Short exercise » Starting at the line that contains "Might you point out the white suv", print every remaining line of the entries, unchanged, and output nothing more.

- - -

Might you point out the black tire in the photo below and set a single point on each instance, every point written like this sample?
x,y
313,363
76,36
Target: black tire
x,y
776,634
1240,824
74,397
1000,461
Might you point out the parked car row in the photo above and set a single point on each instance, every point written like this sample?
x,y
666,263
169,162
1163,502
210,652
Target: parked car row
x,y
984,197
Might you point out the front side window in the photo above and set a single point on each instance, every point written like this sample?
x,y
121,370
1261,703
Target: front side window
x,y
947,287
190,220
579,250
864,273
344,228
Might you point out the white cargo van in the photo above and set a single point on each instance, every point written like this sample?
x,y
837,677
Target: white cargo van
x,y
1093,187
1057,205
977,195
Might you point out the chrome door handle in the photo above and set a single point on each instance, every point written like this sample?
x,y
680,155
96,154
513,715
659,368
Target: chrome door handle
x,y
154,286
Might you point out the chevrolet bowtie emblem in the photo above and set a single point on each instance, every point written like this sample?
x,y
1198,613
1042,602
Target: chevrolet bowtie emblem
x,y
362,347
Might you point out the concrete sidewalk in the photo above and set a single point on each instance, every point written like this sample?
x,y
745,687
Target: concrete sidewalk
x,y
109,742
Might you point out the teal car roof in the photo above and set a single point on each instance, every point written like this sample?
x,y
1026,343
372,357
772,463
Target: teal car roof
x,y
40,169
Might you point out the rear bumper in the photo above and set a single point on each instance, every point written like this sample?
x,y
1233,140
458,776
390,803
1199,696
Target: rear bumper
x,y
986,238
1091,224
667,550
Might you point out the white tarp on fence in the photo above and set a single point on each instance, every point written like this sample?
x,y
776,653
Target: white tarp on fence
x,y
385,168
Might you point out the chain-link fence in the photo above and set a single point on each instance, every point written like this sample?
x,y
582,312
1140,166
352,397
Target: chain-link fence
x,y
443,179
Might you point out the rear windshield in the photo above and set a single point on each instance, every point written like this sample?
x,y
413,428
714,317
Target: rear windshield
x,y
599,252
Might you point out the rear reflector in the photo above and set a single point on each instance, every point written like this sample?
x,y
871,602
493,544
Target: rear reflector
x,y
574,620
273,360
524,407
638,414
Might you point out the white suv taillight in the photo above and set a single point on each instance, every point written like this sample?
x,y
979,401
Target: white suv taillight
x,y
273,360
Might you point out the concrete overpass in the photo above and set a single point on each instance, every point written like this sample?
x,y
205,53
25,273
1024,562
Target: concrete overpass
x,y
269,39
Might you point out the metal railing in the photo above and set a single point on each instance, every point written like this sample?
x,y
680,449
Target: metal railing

- - -

Task output »
Might you point out the white suv taillight in the photo above and set a single point on each instance, every point written like this sample?
x,y
979,401
Target: white suv taillight
x,y
273,360
Might you point out the concrete overpass in the photo above and set a single point on each instance, every point written like this sample?
x,y
205,53
25,273
1024,562
Target: concrete overpass
x,y
269,39
Might you point out the metal railing in the photo above and set a single point on each instance, every point written like this sample?
x,y
680,449
Target: metal railing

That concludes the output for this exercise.